* **TASK INSTRUCTIONS**:
Locate every line below that contains the string "hood", treating uppercase and lowercase as different, and copy each of those lines.
+ + + +
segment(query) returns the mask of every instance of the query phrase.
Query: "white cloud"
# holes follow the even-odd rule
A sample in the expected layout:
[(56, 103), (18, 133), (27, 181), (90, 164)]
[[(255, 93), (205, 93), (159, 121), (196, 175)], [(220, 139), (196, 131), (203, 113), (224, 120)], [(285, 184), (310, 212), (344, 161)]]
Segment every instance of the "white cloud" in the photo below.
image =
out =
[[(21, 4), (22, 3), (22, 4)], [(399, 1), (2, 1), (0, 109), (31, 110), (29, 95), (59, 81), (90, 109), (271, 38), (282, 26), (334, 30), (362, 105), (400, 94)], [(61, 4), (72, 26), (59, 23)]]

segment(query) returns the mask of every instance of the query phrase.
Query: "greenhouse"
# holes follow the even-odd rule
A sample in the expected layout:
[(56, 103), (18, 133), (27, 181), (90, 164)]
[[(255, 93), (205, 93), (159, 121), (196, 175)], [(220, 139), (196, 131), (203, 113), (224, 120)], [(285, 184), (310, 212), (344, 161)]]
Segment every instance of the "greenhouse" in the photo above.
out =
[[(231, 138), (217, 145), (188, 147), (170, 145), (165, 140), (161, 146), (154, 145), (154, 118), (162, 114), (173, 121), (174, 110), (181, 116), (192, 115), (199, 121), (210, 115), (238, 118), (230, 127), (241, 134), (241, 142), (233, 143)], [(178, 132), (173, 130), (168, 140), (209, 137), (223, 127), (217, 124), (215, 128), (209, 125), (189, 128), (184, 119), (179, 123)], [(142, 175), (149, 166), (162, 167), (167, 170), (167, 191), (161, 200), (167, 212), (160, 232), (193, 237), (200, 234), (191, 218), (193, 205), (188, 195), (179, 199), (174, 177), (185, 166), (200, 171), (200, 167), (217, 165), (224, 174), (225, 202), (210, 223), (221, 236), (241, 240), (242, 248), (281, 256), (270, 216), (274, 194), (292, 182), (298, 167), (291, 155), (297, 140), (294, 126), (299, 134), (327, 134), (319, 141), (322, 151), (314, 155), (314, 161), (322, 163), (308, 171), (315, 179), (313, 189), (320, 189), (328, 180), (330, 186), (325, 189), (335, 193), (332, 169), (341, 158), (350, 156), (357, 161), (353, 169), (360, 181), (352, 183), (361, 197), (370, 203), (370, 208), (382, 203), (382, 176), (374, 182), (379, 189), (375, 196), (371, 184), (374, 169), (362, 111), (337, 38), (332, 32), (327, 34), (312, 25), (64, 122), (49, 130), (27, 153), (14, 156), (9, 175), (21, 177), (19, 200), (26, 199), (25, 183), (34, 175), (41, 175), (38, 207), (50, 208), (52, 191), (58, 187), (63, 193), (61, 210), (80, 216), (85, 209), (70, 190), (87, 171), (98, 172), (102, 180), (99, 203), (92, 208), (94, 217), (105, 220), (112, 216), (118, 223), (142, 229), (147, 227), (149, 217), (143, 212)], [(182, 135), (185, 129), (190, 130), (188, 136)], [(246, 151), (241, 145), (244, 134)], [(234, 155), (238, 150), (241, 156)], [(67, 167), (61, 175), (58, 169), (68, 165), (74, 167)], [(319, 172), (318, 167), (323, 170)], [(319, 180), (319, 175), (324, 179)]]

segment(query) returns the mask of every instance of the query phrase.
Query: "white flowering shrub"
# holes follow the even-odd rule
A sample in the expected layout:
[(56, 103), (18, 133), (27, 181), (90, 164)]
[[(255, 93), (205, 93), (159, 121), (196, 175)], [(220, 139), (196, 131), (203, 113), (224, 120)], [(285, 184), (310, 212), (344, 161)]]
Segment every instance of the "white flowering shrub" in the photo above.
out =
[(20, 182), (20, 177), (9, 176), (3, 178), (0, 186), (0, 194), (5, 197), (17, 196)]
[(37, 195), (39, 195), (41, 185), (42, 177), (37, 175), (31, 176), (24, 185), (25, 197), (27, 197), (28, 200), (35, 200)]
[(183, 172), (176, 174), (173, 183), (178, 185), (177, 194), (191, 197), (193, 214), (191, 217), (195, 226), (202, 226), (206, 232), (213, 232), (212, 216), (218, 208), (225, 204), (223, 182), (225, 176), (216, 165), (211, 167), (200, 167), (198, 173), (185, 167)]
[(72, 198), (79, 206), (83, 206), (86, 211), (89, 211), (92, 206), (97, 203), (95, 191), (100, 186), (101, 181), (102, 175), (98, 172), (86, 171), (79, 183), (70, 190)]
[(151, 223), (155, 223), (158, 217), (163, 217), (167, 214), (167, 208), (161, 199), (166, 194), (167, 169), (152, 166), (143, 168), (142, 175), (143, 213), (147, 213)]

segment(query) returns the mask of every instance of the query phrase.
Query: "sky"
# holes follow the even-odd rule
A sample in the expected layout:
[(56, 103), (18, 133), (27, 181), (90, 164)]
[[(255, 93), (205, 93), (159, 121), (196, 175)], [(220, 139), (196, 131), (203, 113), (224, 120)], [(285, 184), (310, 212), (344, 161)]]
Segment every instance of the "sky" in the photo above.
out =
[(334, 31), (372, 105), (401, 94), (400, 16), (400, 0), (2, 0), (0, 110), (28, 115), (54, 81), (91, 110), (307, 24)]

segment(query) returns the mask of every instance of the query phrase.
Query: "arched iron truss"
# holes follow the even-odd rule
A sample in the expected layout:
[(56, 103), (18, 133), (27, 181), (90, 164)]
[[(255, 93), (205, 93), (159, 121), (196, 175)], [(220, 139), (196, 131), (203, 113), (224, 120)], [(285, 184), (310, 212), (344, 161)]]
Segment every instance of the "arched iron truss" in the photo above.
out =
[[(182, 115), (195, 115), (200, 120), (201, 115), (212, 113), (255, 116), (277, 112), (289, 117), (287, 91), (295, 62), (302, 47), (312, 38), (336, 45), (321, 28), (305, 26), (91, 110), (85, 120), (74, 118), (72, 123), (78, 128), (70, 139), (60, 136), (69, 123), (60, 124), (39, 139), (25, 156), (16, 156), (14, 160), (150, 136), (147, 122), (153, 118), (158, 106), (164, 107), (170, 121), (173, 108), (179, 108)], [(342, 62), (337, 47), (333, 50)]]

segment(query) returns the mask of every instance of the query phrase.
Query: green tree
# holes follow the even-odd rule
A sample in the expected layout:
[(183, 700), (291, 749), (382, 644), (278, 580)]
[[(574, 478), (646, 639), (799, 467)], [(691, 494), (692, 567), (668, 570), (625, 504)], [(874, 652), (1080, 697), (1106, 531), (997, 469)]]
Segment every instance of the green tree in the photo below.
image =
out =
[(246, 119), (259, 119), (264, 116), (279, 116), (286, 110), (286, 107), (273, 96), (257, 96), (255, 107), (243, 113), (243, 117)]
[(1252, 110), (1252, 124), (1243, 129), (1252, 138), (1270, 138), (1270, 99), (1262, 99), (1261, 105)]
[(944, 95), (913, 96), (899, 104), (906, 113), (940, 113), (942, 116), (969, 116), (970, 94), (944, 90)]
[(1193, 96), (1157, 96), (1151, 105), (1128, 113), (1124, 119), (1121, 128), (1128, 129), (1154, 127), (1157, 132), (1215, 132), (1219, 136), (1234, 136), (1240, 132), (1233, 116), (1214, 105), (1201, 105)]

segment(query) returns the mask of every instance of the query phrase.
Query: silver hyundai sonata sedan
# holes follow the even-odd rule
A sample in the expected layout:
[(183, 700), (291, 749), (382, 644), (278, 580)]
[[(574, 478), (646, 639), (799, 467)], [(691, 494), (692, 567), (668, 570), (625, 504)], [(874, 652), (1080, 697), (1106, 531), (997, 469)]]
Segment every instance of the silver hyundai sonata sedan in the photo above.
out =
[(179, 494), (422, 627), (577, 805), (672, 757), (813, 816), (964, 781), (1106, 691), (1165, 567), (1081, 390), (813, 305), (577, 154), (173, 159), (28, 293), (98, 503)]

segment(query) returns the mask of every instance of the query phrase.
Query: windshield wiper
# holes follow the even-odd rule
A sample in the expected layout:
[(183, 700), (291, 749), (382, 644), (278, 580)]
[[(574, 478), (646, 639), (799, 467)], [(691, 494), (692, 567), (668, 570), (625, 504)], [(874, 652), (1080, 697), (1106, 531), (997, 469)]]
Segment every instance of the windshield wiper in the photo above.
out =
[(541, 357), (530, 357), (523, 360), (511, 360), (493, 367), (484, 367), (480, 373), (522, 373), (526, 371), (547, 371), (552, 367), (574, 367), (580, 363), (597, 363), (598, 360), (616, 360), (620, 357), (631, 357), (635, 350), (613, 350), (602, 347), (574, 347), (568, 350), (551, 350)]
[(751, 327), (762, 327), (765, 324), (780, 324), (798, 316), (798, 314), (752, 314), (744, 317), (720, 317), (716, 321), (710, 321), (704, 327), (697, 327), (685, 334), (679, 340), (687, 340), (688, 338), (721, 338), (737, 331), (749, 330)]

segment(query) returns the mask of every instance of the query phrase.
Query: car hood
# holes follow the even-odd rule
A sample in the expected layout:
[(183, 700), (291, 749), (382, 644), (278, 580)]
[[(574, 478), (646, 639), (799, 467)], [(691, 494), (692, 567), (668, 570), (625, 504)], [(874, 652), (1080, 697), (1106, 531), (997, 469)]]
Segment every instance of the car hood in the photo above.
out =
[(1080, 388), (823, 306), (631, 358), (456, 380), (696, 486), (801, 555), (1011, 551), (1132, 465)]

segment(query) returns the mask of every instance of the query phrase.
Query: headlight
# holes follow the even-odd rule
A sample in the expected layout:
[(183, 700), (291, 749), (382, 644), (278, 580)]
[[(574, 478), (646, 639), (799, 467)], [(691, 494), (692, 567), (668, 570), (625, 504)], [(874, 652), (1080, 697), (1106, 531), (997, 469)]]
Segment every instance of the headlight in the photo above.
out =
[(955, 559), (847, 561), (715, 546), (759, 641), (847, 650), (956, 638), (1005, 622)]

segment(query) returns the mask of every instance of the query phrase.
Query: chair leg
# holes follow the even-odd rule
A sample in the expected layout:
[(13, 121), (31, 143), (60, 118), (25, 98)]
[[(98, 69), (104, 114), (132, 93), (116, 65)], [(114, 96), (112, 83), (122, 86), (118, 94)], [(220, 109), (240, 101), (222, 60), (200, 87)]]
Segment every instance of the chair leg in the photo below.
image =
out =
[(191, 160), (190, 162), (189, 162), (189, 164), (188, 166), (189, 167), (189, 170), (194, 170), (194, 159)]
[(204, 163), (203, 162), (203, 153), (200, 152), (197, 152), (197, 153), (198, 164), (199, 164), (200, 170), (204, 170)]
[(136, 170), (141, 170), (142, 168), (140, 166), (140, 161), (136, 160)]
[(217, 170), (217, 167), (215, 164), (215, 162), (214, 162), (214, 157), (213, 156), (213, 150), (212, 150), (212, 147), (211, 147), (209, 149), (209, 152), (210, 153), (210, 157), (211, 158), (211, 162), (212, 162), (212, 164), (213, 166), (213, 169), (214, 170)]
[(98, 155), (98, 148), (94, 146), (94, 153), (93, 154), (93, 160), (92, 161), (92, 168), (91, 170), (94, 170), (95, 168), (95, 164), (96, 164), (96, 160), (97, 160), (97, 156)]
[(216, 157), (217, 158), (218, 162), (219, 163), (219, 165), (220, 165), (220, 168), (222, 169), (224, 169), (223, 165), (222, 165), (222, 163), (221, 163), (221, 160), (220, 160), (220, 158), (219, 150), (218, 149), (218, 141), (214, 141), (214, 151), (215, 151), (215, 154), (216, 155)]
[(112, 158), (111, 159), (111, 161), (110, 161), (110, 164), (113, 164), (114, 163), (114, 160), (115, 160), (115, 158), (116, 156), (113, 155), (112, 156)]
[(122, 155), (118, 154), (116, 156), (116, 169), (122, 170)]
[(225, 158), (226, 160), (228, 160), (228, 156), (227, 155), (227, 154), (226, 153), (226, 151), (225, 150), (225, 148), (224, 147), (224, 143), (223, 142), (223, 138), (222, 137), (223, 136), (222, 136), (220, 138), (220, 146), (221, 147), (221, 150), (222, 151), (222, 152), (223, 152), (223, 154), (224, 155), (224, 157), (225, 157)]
+ + + +
* **CORRECT RESPONSE**:
Query: car hood
Segment every instance of the car hood in the photo above.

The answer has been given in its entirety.